● PROBLEM DESCRIPTION
Rewrite the rows below as a Markdown table with two columns, "Number" and "Line". Start with the line with "[ soccer cleat ]" and go on through the line with "top-left (386, 168), bottom-right (398, 177)", leave out any blank lines, and include nothing else.

* begin ENTRIES *

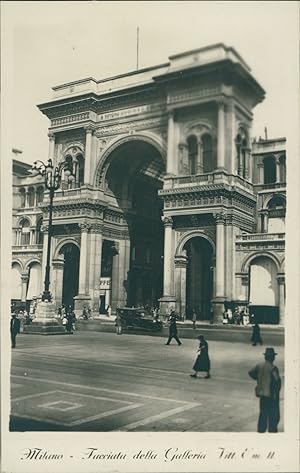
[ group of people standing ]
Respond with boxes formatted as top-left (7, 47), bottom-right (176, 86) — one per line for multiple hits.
top-left (58, 305), bottom-right (76, 333)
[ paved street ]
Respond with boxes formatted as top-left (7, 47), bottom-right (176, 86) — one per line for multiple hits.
top-left (11, 331), bottom-right (283, 432)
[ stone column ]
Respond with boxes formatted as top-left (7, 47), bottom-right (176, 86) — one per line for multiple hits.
top-left (160, 217), bottom-right (176, 315)
top-left (41, 225), bottom-right (51, 290)
top-left (217, 102), bottom-right (225, 169)
top-left (175, 254), bottom-right (188, 318)
top-left (84, 127), bottom-right (94, 184)
top-left (257, 163), bottom-right (264, 184)
top-left (74, 223), bottom-right (91, 315)
top-left (48, 131), bottom-right (55, 159)
top-left (111, 240), bottom-right (130, 312)
top-left (213, 212), bottom-right (225, 323)
top-left (244, 148), bottom-right (250, 179)
top-left (89, 228), bottom-right (102, 316)
top-left (275, 156), bottom-right (280, 183)
top-left (52, 255), bottom-right (65, 308)
top-left (248, 151), bottom-right (253, 182)
top-left (261, 212), bottom-right (268, 233)
top-left (21, 271), bottom-right (29, 302)
top-left (277, 275), bottom-right (285, 325)
top-left (167, 111), bottom-right (175, 174)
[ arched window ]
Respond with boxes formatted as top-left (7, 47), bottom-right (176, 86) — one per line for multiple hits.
top-left (19, 187), bottom-right (26, 207)
top-left (279, 154), bottom-right (286, 182)
top-left (264, 156), bottom-right (276, 184)
top-left (36, 186), bottom-right (44, 204)
top-left (28, 187), bottom-right (35, 207)
top-left (36, 218), bottom-right (44, 245)
top-left (187, 135), bottom-right (198, 174)
top-left (235, 128), bottom-right (250, 179)
top-left (76, 154), bottom-right (84, 187)
top-left (202, 133), bottom-right (214, 173)
top-left (20, 219), bottom-right (30, 245)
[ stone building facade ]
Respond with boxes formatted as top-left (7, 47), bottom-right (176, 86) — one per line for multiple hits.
top-left (12, 44), bottom-right (286, 323)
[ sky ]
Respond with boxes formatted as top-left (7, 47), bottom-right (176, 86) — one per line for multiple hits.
top-left (2, 1), bottom-right (298, 163)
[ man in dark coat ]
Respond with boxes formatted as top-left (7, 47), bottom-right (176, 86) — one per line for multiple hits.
top-left (10, 314), bottom-right (20, 348)
top-left (166, 310), bottom-right (181, 345)
top-left (251, 324), bottom-right (262, 347)
top-left (249, 347), bottom-right (281, 433)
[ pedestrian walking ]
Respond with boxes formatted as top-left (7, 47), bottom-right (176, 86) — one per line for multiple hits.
top-left (10, 314), bottom-right (20, 348)
top-left (166, 310), bottom-right (182, 345)
top-left (190, 335), bottom-right (210, 379)
top-left (66, 312), bottom-right (73, 333)
top-left (192, 310), bottom-right (197, 330)
top-left (249, 347), bottom-right (281, 433)
top-left (115, 312), bottom-right (122, 335)
top-left (251, 324), bottom-right (262, 347)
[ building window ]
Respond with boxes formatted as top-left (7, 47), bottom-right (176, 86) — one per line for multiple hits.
top-left (36, 187), bottom-right (44, 204)
top-left (20, 220), bottom-right (30, 245)
top-left (201, 133), bottom-right (214, 173)
top-left (36, 219), bottom-right (44, 245)
top-left (20, 188), bottom-right (26, 208)
top-left (235, 129), bottom-right (250, 179)
top-left (187, 136), bottom-right (198, 174)
top-left (28, 187), bottom-right (35, 207)
top-left (264, 156), bottom-right (276, 184)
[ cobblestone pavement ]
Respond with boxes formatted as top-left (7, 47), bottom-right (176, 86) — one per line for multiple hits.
top-left (10, 332), bottom-right (284, 432)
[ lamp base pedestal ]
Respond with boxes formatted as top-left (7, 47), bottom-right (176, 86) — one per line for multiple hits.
top-left (23, 302), bottom-right (68, 335)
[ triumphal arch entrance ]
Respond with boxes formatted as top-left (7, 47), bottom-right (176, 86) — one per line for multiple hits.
top-left (39, 44), bottom-right (264, 320)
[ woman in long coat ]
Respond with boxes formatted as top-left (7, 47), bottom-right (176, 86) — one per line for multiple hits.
top-left (190, 335), bottom-right (210, 379)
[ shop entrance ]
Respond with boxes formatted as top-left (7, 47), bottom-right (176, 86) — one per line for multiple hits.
top-left (184, 237), bottom-right (213, 320)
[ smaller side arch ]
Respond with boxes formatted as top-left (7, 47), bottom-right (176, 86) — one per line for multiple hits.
top-left (24, 257), bottom-right (42, 271)
top-left (53, 237), bottom-right (80, 259)
top-left (11, 258), bottom-right (24, 271)
top-left (175, 230), bottom-right (216, 257)
top-left (241, 251), bottom-right (280, 273)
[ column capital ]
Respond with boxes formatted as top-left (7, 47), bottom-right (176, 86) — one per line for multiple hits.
top-left (213, 211), bottom-right (226, 225)
top-left (40, 225), bottom-right (49, 233)
top-left (48, 131), bottom-right (55, 141)
top-left (277, 274), bottom-right (285, 284)
top-left (162, 217), bottom-right (173, 227)
top-left (21, 271), bottom-right (29, 282)
top-left (84, 125), bottom-right (95, 135)
top-left (78, 222), bottom-right (91, 233)
top-left (90, 223), bottom-right (103, 233)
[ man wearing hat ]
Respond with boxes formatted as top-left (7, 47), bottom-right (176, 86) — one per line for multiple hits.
top-left (249, 347), bottom-right (281, 433)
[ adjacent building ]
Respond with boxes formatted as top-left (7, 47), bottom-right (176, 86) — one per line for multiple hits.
top-left (12, 44), bottom-right (286, 324)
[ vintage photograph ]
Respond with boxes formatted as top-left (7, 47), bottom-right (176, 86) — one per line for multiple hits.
top-left (5, 2), bottom-right (288, 432)
top-left (0, 1), bottom-right (296, 468)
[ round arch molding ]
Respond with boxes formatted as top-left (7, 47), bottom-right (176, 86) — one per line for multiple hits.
top-left (11, 258), bottom-right (24, 271)
top-left (175, 230), bottom-right (216, 257)
top-left (94, 133), bottom-right (167, 187)
top-left (241, 251), bottom-right (281, 274)
top-left (24, 258), bottom-right (42, 270)
top-left (263, 193), bottom-right (286, 210)
top-left (52, 237), bottom-right (80, 259)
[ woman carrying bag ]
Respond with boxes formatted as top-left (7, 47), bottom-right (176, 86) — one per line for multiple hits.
top-left (190, 335), bottom-right (210, 379)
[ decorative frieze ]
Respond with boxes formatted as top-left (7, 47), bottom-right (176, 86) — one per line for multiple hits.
top-left (78, 222), bottom-right (91, 233)
top-left (95, 117), bottom-right (166, 138)
top-left (162, 217), bottom-right (173, 227)
top-left (51, 112), bottom-right (90, 126)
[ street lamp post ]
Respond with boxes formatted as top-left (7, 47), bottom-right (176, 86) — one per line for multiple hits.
top-left (24, 159), bottom-right (74, 335)
top-left (32, 159), bottom-right (74, 302)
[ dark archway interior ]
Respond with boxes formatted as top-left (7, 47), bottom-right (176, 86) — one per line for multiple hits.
top-left (106, 140), bottom-right (164, 307)
top-left (184, 237), bottom-right (213, 320)
top-left (60, 243), bottom-right (80, 308)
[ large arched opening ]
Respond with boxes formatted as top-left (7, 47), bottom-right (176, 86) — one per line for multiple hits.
top-left (59, 243), bottom-right (80, 307)
top-left (249, 255), bottom-right (279, 324)
top-left (102, 139), bottom-right (165, 307)
top-left (183, 236), bottom-right (213, 320)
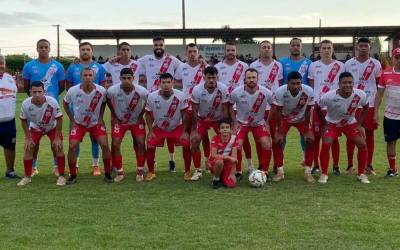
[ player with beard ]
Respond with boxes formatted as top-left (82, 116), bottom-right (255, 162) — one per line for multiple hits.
top-left (138, 37), bottom-right (181, 172)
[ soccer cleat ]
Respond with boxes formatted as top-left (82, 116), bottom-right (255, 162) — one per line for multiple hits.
top-left (211, 180), bottom-right (223, 189)
top-left (344, 165), bottom-right (354, 174)
top-left (92, 166), bottom-right (101, 176)
top-left (17, 176), bottom-right (32, 187)
top-left (357, 174), bottom-right (370, 184)
top-left (4, 171), bottom-right (21, 179)
top-left (168, 161), bottom-right (176, 173)
top-left (31, 168), bottom-right (39, 177)
top-left (144, 172), bottom-right (156, 181)
top-left (311, 166), bottom-right (320, 174)
top-left (114, 174), bottom-right (125, 182)
top-left (386, 168), bottom-right (398, 177)
top-left (56, 175), bottom-right (67, 187)
top-left (318, 174), bottom-right (328, 184)
top-left (191, 169), bottom-right (202, 181)
top-left (103, 174), bottom-right (114, 183)
top-left (364, 165), bottom-right (376, 176)
top-left (183, 171), bottom-right (192, 181)
top-left (66, 175), bottom-right (77, 185)
top-left (304, 173), bottom-right (315, 183)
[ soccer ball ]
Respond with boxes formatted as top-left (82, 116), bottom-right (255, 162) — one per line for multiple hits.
top-left (249, 170), bottom-right (267, 187)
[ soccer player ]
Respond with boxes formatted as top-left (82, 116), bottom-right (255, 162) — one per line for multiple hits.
top-left (272, 71), bottom-right (315, 183)
top-left (250, 40), bottom-right (283, 171)
top-left (344, 37), bottom-right (382, 175)
top-left (22, 39), bottom-right (65, 175)
top-left (66, 42), bottom-right (106, 176)
top-left (316, 72), bottom-right (369, 184)
top-left (103, 42), bottom-right (139, 85)
top-left (215, 42), bottom-right (253, 176)
top-left (64, 68), bottom-right (113, 184)
top-left (107, 68), bottom-right (148, 182)
top-left (17, 81), bottom-right (65, 186)
top-left (190, 66), bottom-right (229, 180)
top-left (0, 55), bottom-right (19, 179)
top-left (209, 118), bottom-right (237, 189)
top-left (145, 73), bottom-right (191, 181)
top-left (174, 43), bottom-right (210, 180)
top-left (229, 68), bottom-right (272, 176)
top-left (138, 37), bottom-right (181, 172)
top-left (374, 48), bottom-right (400, 177)
top-left (308, 40), bottom-right (344, 175)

* end ENTRIES *

● SOLUTION FOR THIS EXERCISE
| Number | Line |
|---|---|
| 1 | [ soccer cleat ] |
| 2 | Respond with boxes formatted as top-left (82, 116), bottom-right (255, 162) — one per line for multiple hits. |
| 3 | top-left (211, 180), bottom-right (223, 189) |
| 4 | top-left (344, 165), bottom-right (354, 174) |
| 5 | top-left (92, 166), bottom-right (101, 176) |
| 6 | top-left (17, 176), bottom-right (32, 187) |
| 7 | top-left (357, 174), bottom-right (370, 184) |
| 8 | top-left (4, 171), bottom-right (21, 179) |
| 9 | top-left (168, 161), bottom-right (176, 173) |
| 10 | top-left (31, 168), bottom-right (39, 177) |
| 11 | top-left (144, 172), bottom-right (156, 181) |
| 12 | top-left (311, 166), bottom-right (320, 174) |
| 13 | top-left (114, 174), bottom-right (125, 182) |
| 14 | top-left (386, 168), bottom-right (398, 177) |